**Prompt:**
Make a verbatim copy of all the records.

***** Material for the task *****

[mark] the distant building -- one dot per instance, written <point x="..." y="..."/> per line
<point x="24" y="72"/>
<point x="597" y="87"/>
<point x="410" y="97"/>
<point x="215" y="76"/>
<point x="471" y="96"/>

*****

**Output of the task:**
[mark] the distant building -- one dot per instance, written <point x="..." y="..."/> per line
<point x="24" y="72"/>
<point x="597" y="87"/>
<point x="410" y="97"/>
<point x="215" y="76"/>
<point x="471" y="96"/>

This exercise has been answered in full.